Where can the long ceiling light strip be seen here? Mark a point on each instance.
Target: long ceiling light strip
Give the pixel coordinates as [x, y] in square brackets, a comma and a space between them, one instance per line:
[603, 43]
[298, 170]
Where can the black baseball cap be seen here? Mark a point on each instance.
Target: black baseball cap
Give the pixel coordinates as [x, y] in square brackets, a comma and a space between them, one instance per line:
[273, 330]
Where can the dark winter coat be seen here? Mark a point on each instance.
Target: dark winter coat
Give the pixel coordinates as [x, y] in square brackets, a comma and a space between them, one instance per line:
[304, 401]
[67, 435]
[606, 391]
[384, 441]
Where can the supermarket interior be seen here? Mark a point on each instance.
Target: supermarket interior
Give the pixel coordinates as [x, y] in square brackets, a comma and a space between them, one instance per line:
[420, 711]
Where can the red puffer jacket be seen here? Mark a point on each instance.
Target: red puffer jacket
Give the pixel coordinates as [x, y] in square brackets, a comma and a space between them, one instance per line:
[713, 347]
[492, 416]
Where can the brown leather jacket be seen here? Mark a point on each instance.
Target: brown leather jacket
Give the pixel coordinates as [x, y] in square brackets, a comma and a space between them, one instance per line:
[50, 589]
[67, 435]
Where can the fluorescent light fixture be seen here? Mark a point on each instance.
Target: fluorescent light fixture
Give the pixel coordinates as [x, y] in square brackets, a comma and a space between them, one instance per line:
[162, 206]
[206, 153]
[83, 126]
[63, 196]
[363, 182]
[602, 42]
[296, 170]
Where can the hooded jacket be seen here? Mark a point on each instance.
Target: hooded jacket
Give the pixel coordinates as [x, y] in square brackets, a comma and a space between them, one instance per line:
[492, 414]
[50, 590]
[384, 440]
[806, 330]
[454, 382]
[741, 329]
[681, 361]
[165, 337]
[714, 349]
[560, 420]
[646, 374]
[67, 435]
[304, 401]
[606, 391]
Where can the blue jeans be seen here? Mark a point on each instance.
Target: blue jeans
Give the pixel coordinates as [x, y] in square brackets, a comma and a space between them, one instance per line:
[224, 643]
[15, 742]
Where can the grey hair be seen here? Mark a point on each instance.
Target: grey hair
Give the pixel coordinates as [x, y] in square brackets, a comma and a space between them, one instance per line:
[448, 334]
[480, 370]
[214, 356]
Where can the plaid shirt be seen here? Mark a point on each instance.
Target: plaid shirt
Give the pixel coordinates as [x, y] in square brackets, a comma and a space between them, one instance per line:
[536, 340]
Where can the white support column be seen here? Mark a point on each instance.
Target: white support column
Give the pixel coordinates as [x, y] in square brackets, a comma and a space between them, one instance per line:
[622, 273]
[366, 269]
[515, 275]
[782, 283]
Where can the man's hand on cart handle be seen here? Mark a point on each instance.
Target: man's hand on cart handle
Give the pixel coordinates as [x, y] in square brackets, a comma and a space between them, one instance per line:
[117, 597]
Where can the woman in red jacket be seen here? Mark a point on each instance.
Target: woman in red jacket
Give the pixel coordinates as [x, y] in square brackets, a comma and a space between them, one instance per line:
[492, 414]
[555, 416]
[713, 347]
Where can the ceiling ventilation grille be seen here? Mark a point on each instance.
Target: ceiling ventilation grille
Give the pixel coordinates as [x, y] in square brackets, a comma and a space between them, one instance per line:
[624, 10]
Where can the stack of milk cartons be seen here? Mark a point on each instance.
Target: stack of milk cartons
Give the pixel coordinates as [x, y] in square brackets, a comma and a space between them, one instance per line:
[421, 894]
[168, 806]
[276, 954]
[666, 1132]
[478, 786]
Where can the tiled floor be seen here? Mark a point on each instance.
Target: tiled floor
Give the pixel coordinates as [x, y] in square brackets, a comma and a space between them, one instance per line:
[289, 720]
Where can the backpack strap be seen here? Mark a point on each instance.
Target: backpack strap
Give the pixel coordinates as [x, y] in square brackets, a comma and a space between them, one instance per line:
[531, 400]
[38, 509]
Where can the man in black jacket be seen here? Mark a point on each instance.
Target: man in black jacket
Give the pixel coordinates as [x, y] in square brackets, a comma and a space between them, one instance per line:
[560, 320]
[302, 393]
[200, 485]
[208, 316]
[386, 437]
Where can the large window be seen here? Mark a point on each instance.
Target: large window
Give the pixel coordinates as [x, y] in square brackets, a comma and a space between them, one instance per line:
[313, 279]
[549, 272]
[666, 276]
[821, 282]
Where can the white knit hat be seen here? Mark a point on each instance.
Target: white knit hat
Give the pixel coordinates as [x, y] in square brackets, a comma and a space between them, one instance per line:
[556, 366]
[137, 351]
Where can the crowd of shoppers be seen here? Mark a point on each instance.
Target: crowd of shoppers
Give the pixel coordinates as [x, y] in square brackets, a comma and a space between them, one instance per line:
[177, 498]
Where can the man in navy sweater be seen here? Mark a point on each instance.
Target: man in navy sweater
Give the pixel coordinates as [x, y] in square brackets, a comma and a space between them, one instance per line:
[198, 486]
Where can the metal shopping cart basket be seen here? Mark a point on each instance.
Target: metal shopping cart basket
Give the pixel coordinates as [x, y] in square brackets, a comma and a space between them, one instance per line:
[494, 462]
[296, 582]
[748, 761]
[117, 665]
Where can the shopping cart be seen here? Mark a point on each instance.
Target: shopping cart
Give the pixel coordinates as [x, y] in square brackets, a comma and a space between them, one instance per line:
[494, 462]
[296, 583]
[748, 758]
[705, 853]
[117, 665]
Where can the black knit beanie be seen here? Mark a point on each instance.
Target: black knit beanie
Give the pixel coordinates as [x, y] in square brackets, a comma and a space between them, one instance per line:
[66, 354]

....

### Task to carry out
Output the entries exactly.

### Reply
Where can the long ceiling light strip be seen here? Mark a point on each instance.
Target: long ceiling light strip
Give the pixel coordinates as [x, y] in square brackets, a comma and a space between them, one instance per line:
[603, 43]
[298, 170]
Where can the black baseball cap be seen here? Mark a point on each instance.
Target: black baseball cap
Give the pixel coordinates as [x, y] in square brackets, a comma and a space between them, one instance per line:
[273, 330]
Where can the dark winter coat be seen here? Mark a point on each instance.
Target: dark winter coat
Give the pixel coordinates as [x, y] in square brackets, a comma and a space between them, one instance per line:
[304, 401]
[67, 435]
[606, 391]
[384, 441]
Where can the supermarket interior be seen here? Mark a point on each instance.
Target: supermarket interior
Give the pixel coordinates as [x, y] in square brackets, a comma and a space between them, one instance per line:
[420, 711]
Where can the red puffer jacket be seen here? Mark a point on each instance.
Target: red puffer jacket
Give the pixel coordinates as [x, y] in square brackets, a comma and a space between them, one instance per line:
[713, 347]
[492, 416]
Where can the brown leather jacket be seen here? Mark a point on each instance.
Target: brown leather jacket
Give the pixel coordinates as [x, y] in square brackets, a comma and a space between them, one instance per line:
[50, 589]
[67, 435]
Where can the fluorescent light fixture be seen here? Mark a point on each instance.
Target: fluorescent light fixture
Give the pixel coordinates as [x, y] in square brackets, a comma and a space between them, one instance per line:
[162, 206]
[206, 153]
[83, 126]
[63, 196]
[363, 182]
[602, 42]
[296, 170]
Where can the hooded jacket be seen here? Mark a point on each instance.
Target: hooded jacket
Give the pixel coordinates as [x, y] in square brackets, a comma and a space between them, one instance per line:
[492, 414]
[50, 590]
[384, 440]
[806, 330]
[454, 382]
[741, 329]
[681, 361]
[165, 337]
[714, 349]
[560, 420]
[646, 374]
[67, 435]
[304, 401]
[606, 391]
Where can the blue jeans be seen here? Mark a point on each instance.
Target: blue jeans
Give the pixel coordinates as [x, y] in square brackets, a comma and a space between them, one instance per line:
[224, 643]
[15, 742]
Where can the grey hair be seen here? Mark a point on each instance.
Target: grey hair
Give the pixel coordinates as [x, y] in square brackets, a comma and a space between them, one instance per line:
[448, 334]
[480, 370]
[214, 356]
Where can the plaid shirt be seen here? Mark a point on each instance.
Target: plaid shirt
Give the pixel coordinates as [x, y] in square brackets, a comma and a space between them, one instance per line:
[536, 340]
Where can the white support column be seen here? Mark a point on each instance.
Target: white support column
Give the pixel coordinates as [x, y] in square brackets, a comma and a space between them, one instance per line:
[622, 273]
[366, 269]
[515, 275]
[782, 283]
Where can the man's hand on cart handle be seen here? Mark a point on each instance.
Target: man's hand on cart handle
Give the pixel coordinates as [x, y] in square brackets, a comma and a space between them, one instance per line:
[117, 597]
Where can the woman in red jacket be seen here? Mark a point on each instance.
Target: woman in red jacket
Give the pixel coordinates as [x, y] in square brackets, a comma and a space between them, one instance per line:
[492, 414]
[555, 416]
[713, 347]
Where can the ceiling ventilation grille be seen here? Mark a point on each instance.
Target: ceiling ventilation grille
Give the pixel coordinates as [x, y] in square brackets, a comma and a space between them, one instance per line:
[624, 10]
Where can the stack of milk cartons be seen here? Mark a point on each instance.
Target: stack of milk cartons
Give the pixel coordinates as [x, y] in square brackets, a comma and a space between them, one instance per line:
[421, 894]
[168, 806]
[276, 954]
[666, 1132]
[478, 786]
Where can the tiled floor be seen here? Mark a point on each instance.
Target: tiled floor
Give the pixel coordinates as [x, y] in square brackets, a comma and a space between them, one instance per line:
[289, 720]
Where can the backpack strap be seen here? Mark a point on each instance.
Target: backpack strap
Give the pixel coordinates as [x, y] in square brackets, a comma and a space between them, one instance per line:
[531, 400]
[38, 509]
Where can the man in black jacket be seen here? Mark a point on each instance.
Target: man in black jacket
Give the pixel coordinates as [x, y] in square brackets, a comma and a space between them, one instance per line:
[560, 320]
[302, 393]
[200, 485]
[208, 316]
[386, 437]
Where can the large window be seen here? Mark a point on each instance.
Target: large window
Give the pixel coordinates as [x, y] in square brackets, a comma and a space between them, one instance per line:
[313, 279]
[549, 272]
[666, 276]
[821, 282]
Where can the white knit hat be seen here? Mark a point on each instance.
Target: white knit hat
Give the pixel coordinates as [x, y] in square brackets, a comma and a space between them, one instance per line:
[556, 366]
[137, 351]
Where can the crowd of shoppers be seen here? Mark a point on each instance.
Target: crowd of shoppers
Give the pixel coordinates as [x, y] in square brackets, a comma and a space between them, one instance per line:
[177, 498]
Where can the man in navy sweater be seen here? Mark a point on each instance.
Target: man in navy sweater
Give the pixel coordinates as [x, y] in square brackets, a comma and a space between them, one instance per line:
[198, 486]
Where can the metal shopping cart basket be seen here? Mark a point on each instance.
Target: metal shopping cart basket
Give the pixel coordinates as [x, y] in square brackets, a comma and a space between them, one instance per line:
[494, 462]
[296, 582]
[748, 761]
[117, 665]
Where can the shopping cart be seen here? Mark a point on each instance.
Target: shopping cart
Give the pixel coordinates as [x, y] in square brackets, a comma and a space between them, one instance per line:
[494, 462]
[296, 583]
[748, 758]
[705, 853]
[117, 665]
Where can the black knit beanie be seen here? Mark a point on each instance.
Target: black knit beanie
Give the pixel coordinates as [x, y] in square brackets, a comma and a space between them, one instance per line:
[66, 354]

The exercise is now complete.